+++ Records supplied +++

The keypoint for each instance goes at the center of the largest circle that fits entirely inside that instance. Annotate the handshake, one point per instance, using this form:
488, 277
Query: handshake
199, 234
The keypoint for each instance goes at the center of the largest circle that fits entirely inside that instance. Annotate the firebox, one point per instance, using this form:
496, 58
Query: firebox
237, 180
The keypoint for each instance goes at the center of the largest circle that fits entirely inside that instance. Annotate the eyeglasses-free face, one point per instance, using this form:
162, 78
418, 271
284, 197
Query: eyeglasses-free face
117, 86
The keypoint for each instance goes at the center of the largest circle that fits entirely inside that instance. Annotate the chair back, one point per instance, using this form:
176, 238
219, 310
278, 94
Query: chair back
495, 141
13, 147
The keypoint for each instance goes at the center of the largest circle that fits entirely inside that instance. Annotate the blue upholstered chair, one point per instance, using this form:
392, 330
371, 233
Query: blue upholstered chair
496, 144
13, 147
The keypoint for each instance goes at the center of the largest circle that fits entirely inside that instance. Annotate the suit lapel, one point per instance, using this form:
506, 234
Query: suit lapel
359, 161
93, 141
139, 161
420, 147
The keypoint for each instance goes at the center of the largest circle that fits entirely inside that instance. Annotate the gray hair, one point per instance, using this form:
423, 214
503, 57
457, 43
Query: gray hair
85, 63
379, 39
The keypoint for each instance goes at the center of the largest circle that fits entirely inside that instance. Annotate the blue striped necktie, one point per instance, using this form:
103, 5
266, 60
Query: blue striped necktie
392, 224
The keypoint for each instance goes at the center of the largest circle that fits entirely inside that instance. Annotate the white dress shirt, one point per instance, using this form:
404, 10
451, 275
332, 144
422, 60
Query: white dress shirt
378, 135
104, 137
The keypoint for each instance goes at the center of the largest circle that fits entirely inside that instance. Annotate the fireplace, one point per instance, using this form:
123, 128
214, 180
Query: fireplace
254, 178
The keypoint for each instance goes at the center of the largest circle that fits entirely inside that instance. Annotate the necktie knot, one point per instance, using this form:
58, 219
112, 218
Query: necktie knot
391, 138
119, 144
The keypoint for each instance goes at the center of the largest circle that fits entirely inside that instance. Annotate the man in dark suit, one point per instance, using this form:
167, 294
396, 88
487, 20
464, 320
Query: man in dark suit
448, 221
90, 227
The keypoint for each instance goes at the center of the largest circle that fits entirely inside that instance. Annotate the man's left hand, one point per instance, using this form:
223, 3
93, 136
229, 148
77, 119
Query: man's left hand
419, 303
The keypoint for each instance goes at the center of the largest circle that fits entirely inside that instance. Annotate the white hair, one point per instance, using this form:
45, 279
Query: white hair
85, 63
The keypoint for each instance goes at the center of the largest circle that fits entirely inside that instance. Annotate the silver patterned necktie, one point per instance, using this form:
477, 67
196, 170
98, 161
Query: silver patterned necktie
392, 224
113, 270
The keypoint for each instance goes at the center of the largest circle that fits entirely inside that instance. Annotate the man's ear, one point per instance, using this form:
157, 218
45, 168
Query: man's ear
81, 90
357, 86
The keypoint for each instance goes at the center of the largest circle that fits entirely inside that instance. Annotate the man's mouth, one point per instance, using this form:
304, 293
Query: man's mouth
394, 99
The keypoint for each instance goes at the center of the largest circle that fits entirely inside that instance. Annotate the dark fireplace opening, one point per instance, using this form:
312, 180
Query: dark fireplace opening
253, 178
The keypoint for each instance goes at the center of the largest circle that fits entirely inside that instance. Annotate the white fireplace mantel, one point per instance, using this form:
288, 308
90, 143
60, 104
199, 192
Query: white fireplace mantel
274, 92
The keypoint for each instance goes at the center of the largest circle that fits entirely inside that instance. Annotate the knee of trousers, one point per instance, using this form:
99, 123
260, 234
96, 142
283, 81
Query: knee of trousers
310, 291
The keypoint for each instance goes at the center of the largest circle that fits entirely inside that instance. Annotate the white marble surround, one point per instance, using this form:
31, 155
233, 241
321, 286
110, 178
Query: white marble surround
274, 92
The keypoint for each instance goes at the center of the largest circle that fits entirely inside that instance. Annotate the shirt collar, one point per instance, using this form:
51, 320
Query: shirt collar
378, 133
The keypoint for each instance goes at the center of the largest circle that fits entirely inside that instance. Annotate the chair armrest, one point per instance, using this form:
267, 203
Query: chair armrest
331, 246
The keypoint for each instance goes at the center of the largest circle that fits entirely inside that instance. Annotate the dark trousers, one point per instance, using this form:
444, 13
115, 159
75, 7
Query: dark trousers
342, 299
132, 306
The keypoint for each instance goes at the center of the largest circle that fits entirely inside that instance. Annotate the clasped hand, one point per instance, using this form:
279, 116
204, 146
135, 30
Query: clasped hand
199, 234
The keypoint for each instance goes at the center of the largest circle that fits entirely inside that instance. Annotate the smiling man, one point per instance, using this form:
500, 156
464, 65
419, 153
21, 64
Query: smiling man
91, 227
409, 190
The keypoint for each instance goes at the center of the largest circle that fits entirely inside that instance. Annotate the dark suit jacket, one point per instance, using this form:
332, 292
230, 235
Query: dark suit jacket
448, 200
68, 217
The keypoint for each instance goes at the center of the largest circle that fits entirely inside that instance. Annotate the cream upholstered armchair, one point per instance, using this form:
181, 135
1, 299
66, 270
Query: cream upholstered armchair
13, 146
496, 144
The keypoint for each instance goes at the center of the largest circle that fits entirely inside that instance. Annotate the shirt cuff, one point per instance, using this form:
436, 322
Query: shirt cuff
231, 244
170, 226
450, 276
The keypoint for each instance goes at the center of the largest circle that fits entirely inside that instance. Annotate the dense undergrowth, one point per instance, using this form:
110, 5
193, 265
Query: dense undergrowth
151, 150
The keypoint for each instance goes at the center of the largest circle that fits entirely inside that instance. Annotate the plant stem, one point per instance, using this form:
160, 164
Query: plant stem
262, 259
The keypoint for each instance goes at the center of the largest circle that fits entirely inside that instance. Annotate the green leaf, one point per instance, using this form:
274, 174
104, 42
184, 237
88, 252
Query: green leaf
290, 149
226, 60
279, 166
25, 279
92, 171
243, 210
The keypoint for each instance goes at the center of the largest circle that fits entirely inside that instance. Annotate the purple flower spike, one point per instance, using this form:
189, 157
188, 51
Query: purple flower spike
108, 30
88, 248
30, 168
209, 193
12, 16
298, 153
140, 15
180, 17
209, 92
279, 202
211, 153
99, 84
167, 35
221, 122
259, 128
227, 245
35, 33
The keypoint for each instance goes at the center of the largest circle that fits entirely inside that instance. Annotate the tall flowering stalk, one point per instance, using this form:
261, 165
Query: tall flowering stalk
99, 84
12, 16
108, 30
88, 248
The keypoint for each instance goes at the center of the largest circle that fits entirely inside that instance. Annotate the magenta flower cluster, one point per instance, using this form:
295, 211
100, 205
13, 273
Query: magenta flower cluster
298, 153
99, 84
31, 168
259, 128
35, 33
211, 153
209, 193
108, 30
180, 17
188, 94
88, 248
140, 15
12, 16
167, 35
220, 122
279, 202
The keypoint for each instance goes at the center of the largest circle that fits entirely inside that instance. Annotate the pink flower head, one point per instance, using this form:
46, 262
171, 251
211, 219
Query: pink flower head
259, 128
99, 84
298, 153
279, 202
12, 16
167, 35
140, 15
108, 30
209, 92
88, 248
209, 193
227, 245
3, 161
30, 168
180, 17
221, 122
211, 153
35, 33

+++

- [Goal of the exercise] Print again the material above, limited to the lines from the one holding "Annotate the dense" through the last, inclusive.

- [The response]
The keypoint for each instance goes at the center of the largest circle that fits entirely inside that instance. Annotate the dense undergrowth, one point per instance, using this form:
110, 5
193, 265
Query: dense undergrowth
151, 150
The keypoint for each instance goes at the center of the largest circle that fits entirely inside that instance. Annotate the plant stem, one point per instance, using this form:
160, 164
Query: plant stem
262, 259
The keypoint for each instance goes at the center of the largest circle that fits entirely inside that instance. Annotate the green leaf, one point per instance, using this form:
274, 174
104, 42
184, 237
88, 252
Query: green leaf
290, 149
226, 60
279, 166
25, 279
92, 171
243, 210
The keypoint for each instance goes at the center of the largest circle that fits entirely inside that instance. Annotate the purple flower spike, one point per instance, using this form:
189, 157
188, 51
Query: purple flower spike
108, 30
88, 248
30, 168
209, 193
12, 16
298, 153
140, 15
180, 17
209, 92
279, 202
211, 153
99, 84
167, 35
221, 122
259, 128
227, 245
35, 33
The keypoint for each instance goes at the center of the largest circle that fits entirely inside that instance. Annotate the tall flowering stalk, one point per instance, using this form:
261, 165
Query: tall flowering stalk
99, 84
12, 16
108, 30
88, 248
The keypoint for each instance goes at the center of the largest circle that fits entirely inside that instance. Annotate the magenta flower cluster, one point per instance, using this form:
295, 211
100, 205
13, 273
Query: magenta flower cluster
298, 153
99, 84
31, 168
259, 128
35, 33
211, 153
209, 193
108, 30
180, 17
188, 94
88, 248
140, 15
12, 16
167, 35
220, 122
279, 202
The keypoint for each instance goes at the center of the largest circle that fits entirely inside that instance. Annotate the pink flower head, one point per instance, using this form:
46, 262
171, 251
211, 219
Query: pink flower head
259, 128
99, 84
298, 153
279, 202
12, 16
167, 35
140, 15
108, 30
209, 92
88, 248
209, 193
227, 245
3, 161
30, 168
180, 17
221, 122
211, 153
35, 33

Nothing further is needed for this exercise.